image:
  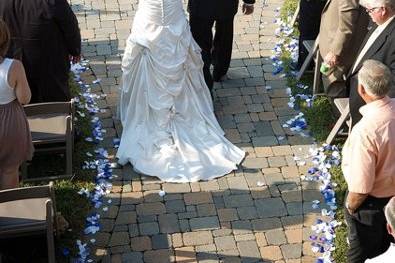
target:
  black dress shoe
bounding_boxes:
[213,72,226,82]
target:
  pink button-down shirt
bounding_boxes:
[342,97,395,198]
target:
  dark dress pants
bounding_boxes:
[297,0,326,69]
[28,74,70,103]
[189,15,234,90]
[345,195,393,263]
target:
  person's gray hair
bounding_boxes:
[358,59,392,97]
[360,0,395,10]
[384,197,395,230]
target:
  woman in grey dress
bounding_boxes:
[0,20,33,189]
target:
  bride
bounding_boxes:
[116,0,245,183]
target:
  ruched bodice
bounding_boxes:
[137,0,185,25]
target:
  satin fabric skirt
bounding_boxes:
[116,0,245,182]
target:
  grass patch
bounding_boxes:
[278,0,349,262]
[15,74,96,261]
[55,76,96,258]
[331,166,348,262]
[55,180,94,252]
[280,0,298,21]
[304,96,335,142]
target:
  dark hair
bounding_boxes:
[0,19,10,57]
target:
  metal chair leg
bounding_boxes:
[20,162,28,182]
[46,200,56,263]
[326,110,350,145]
[313,51,322,95]
[66,116,72,176]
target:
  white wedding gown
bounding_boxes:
[116,0,245,182]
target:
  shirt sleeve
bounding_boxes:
[346,126,378,194]
[331,0,361,56]
[51,0,82,56]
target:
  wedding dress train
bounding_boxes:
[116,0,245,182]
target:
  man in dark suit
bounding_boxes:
[188,0,255,91]
[0,0,81,103]
[347,0,395,127]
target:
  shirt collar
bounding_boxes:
[359,96,391,116]
[377,15,395,30]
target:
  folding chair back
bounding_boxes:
[0,182,57,263]
[23,101,74,181]
[326,98,350,144]
[296,38,323,95]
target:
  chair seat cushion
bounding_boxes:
[0,198,48,233]
[27,114,68,141]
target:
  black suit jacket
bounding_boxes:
[0,0,81,102]
[188,0,255,20]
[346,18,395,126]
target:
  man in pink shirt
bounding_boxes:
[342,59,395,263]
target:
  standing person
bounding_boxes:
[365,197,395,262]
[347,0,395,128]
[0,20,33,189]
[188,0,255,91]
[0,0,81,103]
[318,0,369,99]
[116,0,245,182]
[342,60,395,263]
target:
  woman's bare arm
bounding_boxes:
[8,60,31,105]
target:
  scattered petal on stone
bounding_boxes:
[297,161,306,166]
[92,79,101,84]
[257,181,265,187]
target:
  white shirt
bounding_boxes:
[365,243,395,262]
[352,16,395,73]
[0,58,16,105]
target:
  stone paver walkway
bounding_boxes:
[70,0,322,262]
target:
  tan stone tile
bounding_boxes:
[255,146,274,157]
[260,246,283,261]
[175,247,196,262]
[255,232,268,247]
[285,229,303,243]
[172,233,183,248]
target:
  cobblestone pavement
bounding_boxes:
[70,0,323,262]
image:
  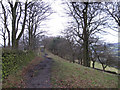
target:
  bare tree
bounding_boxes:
[91,42,114,71]
[7,0,31,49]
[26,0,52,50]
[89,37,99,68]
[66,2,107,67]
[75,44,83,65]
[62,27,78,63]
[0,28,7,47]
[103,2,120,27]
[0,0,10,47]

=====

> [Task details]: Please set down exactly the lines from the first line of the data above through the line with "ruched bodice", both included, leaving out the pictures.

> [Answer for the task]:
image:
target:
  black dress shoe
bounding_boxes:
[213,72,226,82]
target:
  pink button-down shirt
bounding_boxes:
[342,97,395,198]
target:
  dark dress pants
bounding_boxes:
[297,0,326,69]
[28,74,70,103]
[189,15,234,90]
[345,195,393,263]
target:
  person's gray hair
bounding_boxes:
[358,59,392,97]
[360,0,395,10]
[384,197,395,230]
target:
  woman in grey dress
bounding_boxes:
[0,20,33,189]
target:
  bride
bounding_boxes:
[116,0,245,183]
target:
  ruched bodice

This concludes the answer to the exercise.